:: EXTRAIT SOURCE ::
+++
La forêt française et la filière forêt-bois : un rôle majeur dans la lutte contre le changement climatique

Le 13 février dernier, les divers représentants de la filière forêt-bois-papier (France Bois Forêt, le Codifab et la Copacel) étaient réunis à Paris pour dévoiler à la presse les résultats d’une étude inédite visant à esquisser un « scénario carbone » pour le secteur à l’horizon 2030-2050.

Alors que le réchauffement climatique et la séquestration carbone sont sur toutes les lèvres, et à l’heure de la préparation de la Stratégie française énergie climat (SFEC) dans le cadre de la planification écologique, les représentants de l’interprofession France Bois Forêt (FBF), du Comité professionnel de développement des industries françaises de l’ameublement et du bois (Codifab) et de l’Union française des industries des cartons, papiers et celluloses (Copacel) ont fait appel au cabinet Carbone 4 pour réaliser une étude inédite visant à modéliser l’ensemble des flux physiques de matière (dont les imports et exports, le recyclage et le réemploi) en vue de construire un scénario carbone commun pour le futur. Cette étude d’une ampleur sans précédent a impliqué l’ensemble des maillons de la filière afin de mettre en lumière « le rôle central de la filière forêt-bois face au changement climatique, en termes d’adaptation et d’atténuation ».

Après des mois de collecte de données et de modélisation, elle a permis de dégager plusieurs constats autour de deux axes.

1. La forêt française et les produits en bois qui en sont issus jouent un rôle majeur dans la lutte contre le changement climatique

Premier constat de l’étude, la filière participe doublement à la séquestration et au stockage du carbone : dans les forêts d’une part, et dans les produits bois d’autre part. Ces deux leviers doivent donc être mobilisés simultanément « pour maximiser la contribution de la filière à l’atteinte de la neutralité carbone au niveau national », insiste l’étude.
+++
:: DONNÉES ::
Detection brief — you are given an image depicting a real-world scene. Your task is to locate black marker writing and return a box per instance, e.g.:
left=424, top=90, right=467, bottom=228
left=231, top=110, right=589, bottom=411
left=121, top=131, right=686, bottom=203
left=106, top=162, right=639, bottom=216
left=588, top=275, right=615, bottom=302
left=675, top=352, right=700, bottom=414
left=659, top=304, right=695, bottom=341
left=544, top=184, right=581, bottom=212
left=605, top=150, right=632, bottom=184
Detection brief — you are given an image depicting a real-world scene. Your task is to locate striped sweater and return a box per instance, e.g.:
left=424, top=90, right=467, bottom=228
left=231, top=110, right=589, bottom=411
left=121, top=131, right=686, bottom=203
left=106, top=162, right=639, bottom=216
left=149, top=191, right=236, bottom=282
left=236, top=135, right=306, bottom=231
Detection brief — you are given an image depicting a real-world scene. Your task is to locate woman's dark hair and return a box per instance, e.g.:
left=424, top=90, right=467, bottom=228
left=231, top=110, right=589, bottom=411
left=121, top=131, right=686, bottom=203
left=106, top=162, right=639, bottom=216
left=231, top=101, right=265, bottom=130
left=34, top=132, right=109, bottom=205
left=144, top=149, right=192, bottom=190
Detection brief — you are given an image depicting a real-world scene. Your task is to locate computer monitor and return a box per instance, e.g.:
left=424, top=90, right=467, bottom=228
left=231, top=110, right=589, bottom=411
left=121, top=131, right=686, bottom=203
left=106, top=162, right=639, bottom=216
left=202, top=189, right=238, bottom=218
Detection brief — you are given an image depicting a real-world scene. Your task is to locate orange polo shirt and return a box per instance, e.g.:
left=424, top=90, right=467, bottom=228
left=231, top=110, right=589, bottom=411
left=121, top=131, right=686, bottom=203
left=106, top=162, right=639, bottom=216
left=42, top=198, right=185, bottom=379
+++
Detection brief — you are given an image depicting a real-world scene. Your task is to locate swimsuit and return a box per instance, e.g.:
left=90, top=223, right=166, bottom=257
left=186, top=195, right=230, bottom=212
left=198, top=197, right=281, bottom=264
+++
:: EXERCICES ::
1) Citez toutes les organisations qui, selon l’extrait sur la filière forêt-bois, représentent la filière forêt-bois-papier et ont commandé l’étude.
2) Mettez à jour l’extrait sur la filière forêt-bois en réécrivant le passage qui commence par « La forêt française et la » et se poursuit jusqu’à « à l’horizon 2030-2050. », avec « Paris » remplacé par « Lyon ».
Seul l’extrait sur la filière forêt-bois sert de base pour répondre.

:: CORRIGÉS ::
1) France Bois Forêt (FBF), le Codifab (Comité professionnel de développement des industries françaises de l’ameublement et du bois) et la Copacel (Union française des industries des cartons, papiers et celluloses).

2)
La forêt française et la filière forêt-bois : un rôle majeur dans la lutte contre le changement climatique

Le 13 février dernier, les divers représentants de la filière forêt-bois-papier (France Bois Forêt, le Codifab et la Copacel) étaient réunis à Lyon pour dévoiler à la presse les résultats d’une étude inédite visant à esquisser un « scénario carbone » pour le secteur à l’horizon 2030-2050.